== Lesetext ==
####
CHPITEAU.DE

Heilbronner Weihnachtscircus 2014/15
www.weihnachtscircus.com ; 83 Showfotos

Heilbronn, 18. Dezember 2014: „One of our dreams is coming true“, schrieb das Rollschuh-Duo Medini vor der Premiere des Heilbronner Weihnachtscircus auf Facebook. Die sympathischen Geschwister Emanuel und Vanessa Medini dürften aber längst nicht die einzigen Artisten sein, für die ein Engagement in Heilbronn die Erfüllung eines großen Traums bedeutet. Zudem gilt die Produktion von Uwe Gehrmann und Sascha Melnjak vielen Circusfreunden als der Weihnachtscircus schlechthin in Deutschland. Und auch in diesem Jahr haben die beiden Circusmacher ein enorm starkes Programm zusammengestellt.

Dass aus den 13 Darbietungen eine runde Show wird, dafür sorgten Sascha Melnjak und Uwe Gehrmann diesmal persönlich. Nachdem in den vergangenen Jahren jeweils Louis Knie sen. Regie geführt hatte, übernahmen die beiden Produzenten diese Herausforderung nun selbst. Dank der langjährigen Stützen Volodymyr Kozachuk (Orchester), Enrico Zoppe (Licht), Detlef Zasche (Ton) und Ionut Calin (Oberrequisiteur) sei es eine machbare Aufgabe gewesen, sagte Sascha Melnjak. Zum Ergebnis kann man nur gratulieren. Bereits am Premierenabend lief die Show so rund und flüssig, als hätte man sie schon längere Zeit gespielt.
####
== Dateninhalt ==
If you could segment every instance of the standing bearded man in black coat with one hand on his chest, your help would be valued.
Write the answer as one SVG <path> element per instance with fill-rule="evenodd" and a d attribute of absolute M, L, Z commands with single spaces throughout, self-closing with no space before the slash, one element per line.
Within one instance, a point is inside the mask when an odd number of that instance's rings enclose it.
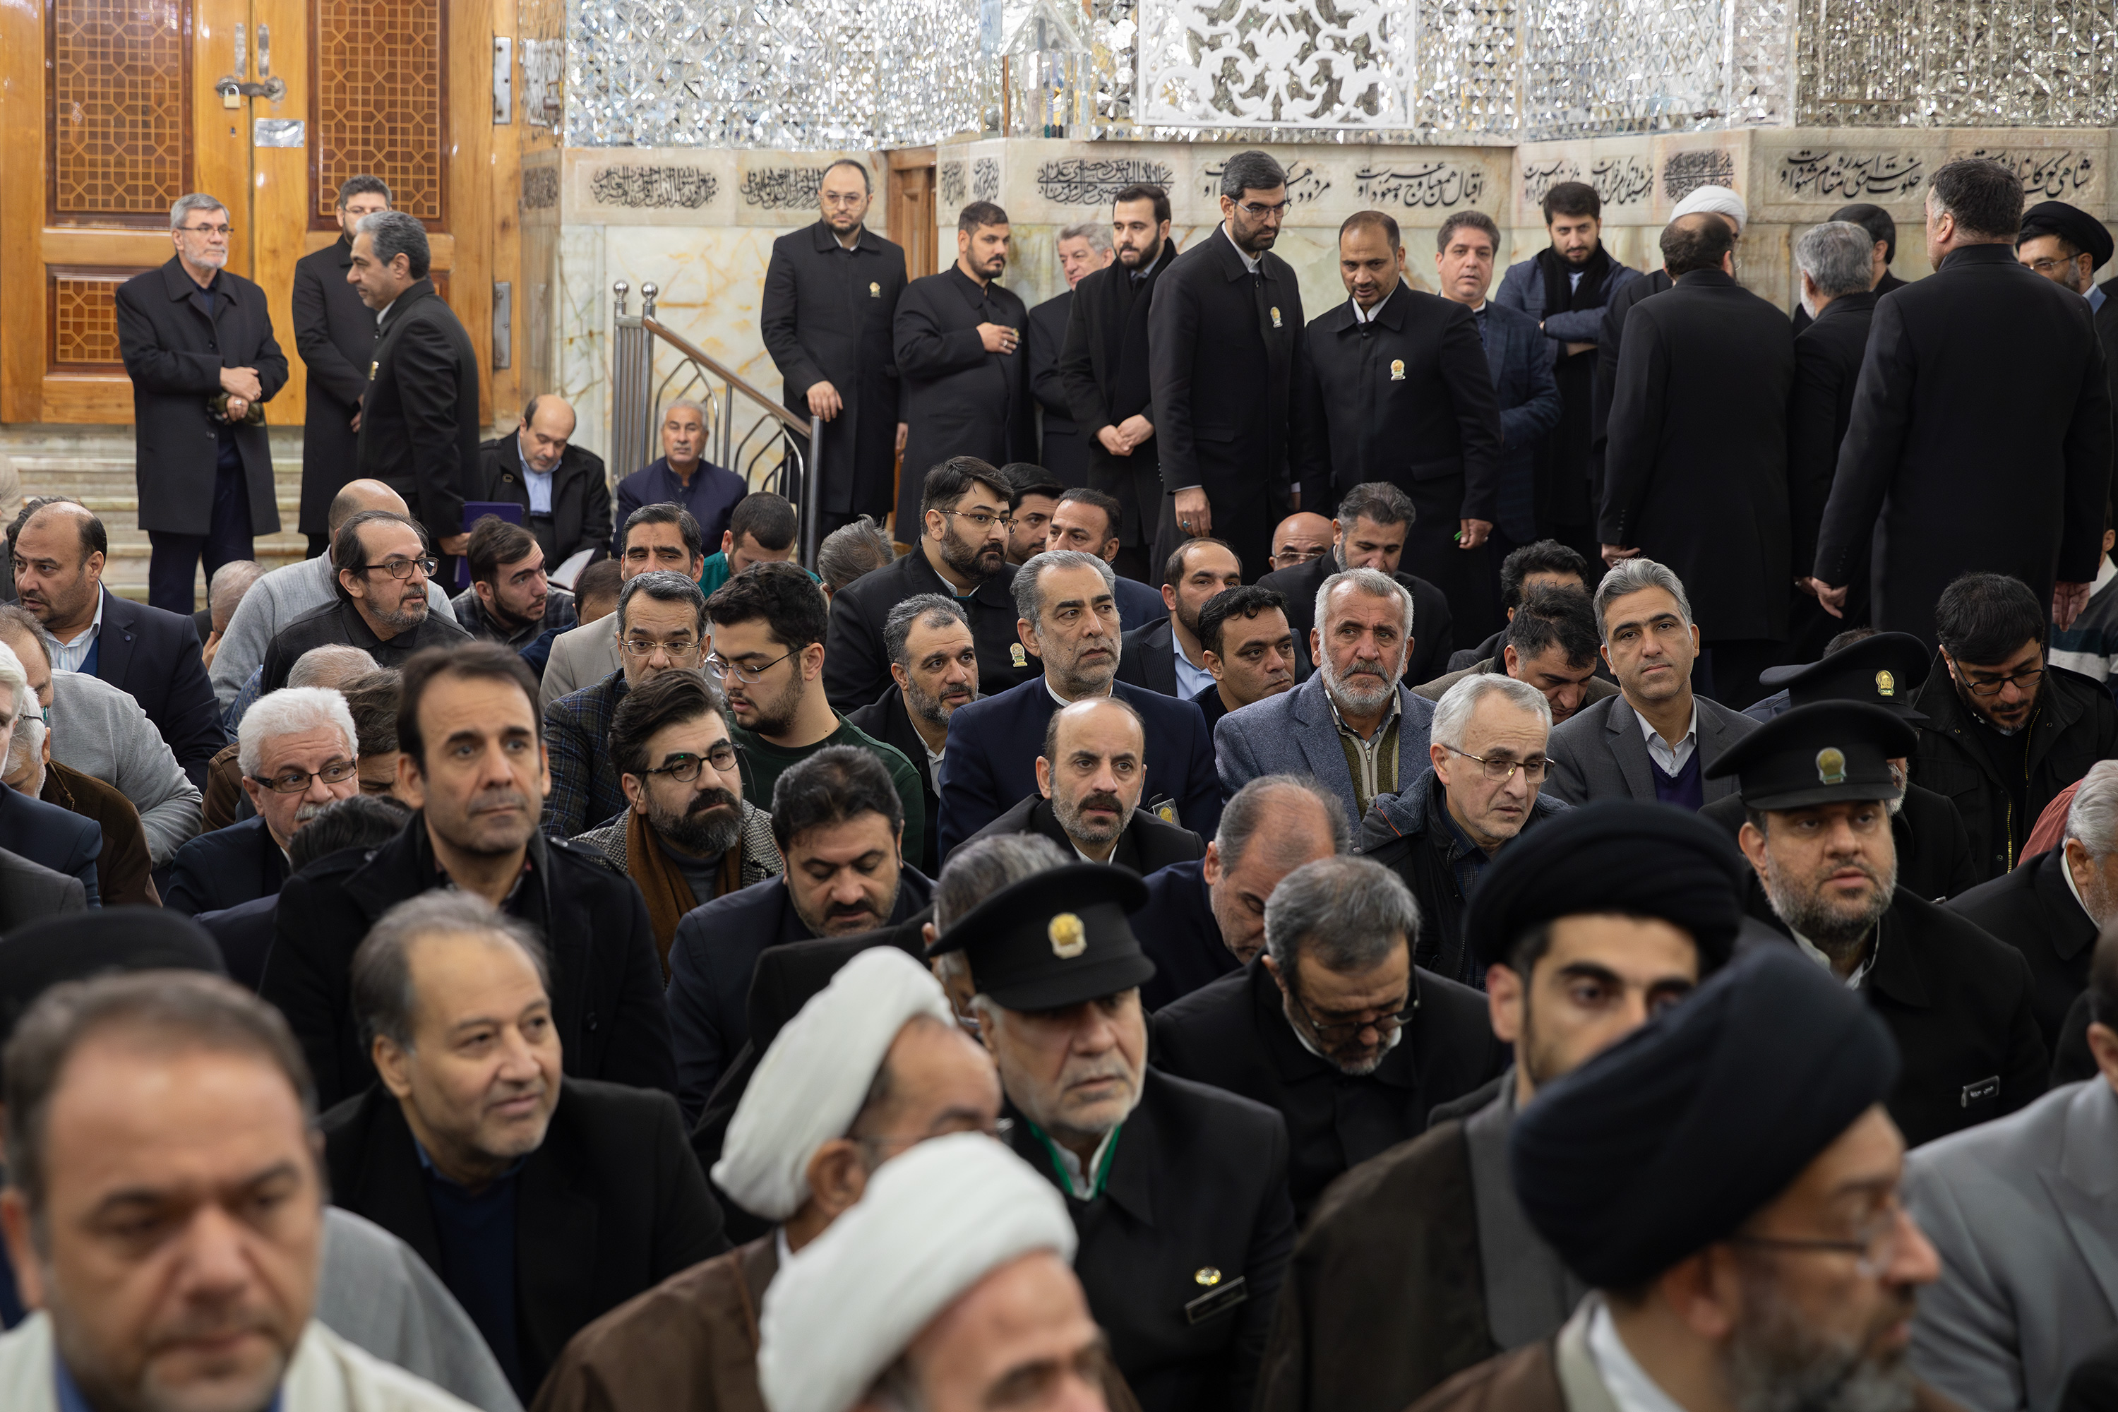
####
== Aufgaben ==
1) Fasse den Absatz im Bericht über den Heilbronner Weihnachtscircus, der mit „Dass aus den 13 Darbietungen“ beginnt, als kurze Liste zusammen. Die wichtigsten Fakten müssen erhalten bleiben.
2) Schreib den Bericht über den Heilbronner Weihnachtscircus nach dem letzten Satz weiter.

== Nummerierte Antworten ==
1)
- Sascha Melnjak und Uwe Gehrmann führten bei den 13 Darbietungen diesmal selbst Regie. In den Vorjahren hatte das Louis Knie sen. übernommen.
- Laut Melnjak war das machbar dank langjähriger Stützen: Volodymyr Kozachuk (Orchester), Enrico Zoppe (Licht), Detlef Zasche (Ton) und Ionut Calin (Oberrequisiteur).
- Schon am Premierenabend lief die Show so rund und flüssig, als wäre sie schon länger gespielt worden.

2)
 
Fabian Egli, Gaby Dew, César Dias 

Moderator Fabian Egli, Publikumsliebling seit Jahren, darf die Show diesmal gleich mit Gesang eröffnen. Singend leitet er auch den ersten Auftritt von Gaby Dew ein. Bei ihrer Stehendreiterei lässt sie die zwei Pferde unter sich walzen. Dann folgt die Ungarische Post. Die erfahrene Reiterin hat an diesem Abend ein wenig Mühe mit den recht ungestümen Tieren, doch sie kann letztlich von allen sechs Vorauspferden die Bänder greifen. Runde um Runde dreht das imaginäre Gespann in der Manege; das Publikum zeigt sich sofort begeistert. Wie bereits im Vorjahr sorgt Clown César Dias für die Heiterkeit im Programm. Neben seiner großartigen „My Way“-Interpretation hat er auch neue Szenen im Gepäck. Am besten gefiel uns jene, in der er eigentlich nur in Ruhe ein Buch lesen will. Dabei wird er von einer surrenden Fliege gestört, gegen die auch mit den gemeinsten Methoden kein Kraut gewachsen ist. In einer anderen Reprise spielt Dias auf einem imaginären Schlagzeug.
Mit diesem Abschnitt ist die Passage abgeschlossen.